■ Assigned task ■
Write out the data exactly, keeping every line.

■ Collected data entries ■
'''

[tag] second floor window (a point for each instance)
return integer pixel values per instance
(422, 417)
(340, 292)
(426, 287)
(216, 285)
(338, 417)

'''

■ Answer space ■
[tag] second floor window (a point for each instance)
return integer pixel values per instance
(422, 417)
(340, 292)
(426, 287)
(216, 285)
(338, 417)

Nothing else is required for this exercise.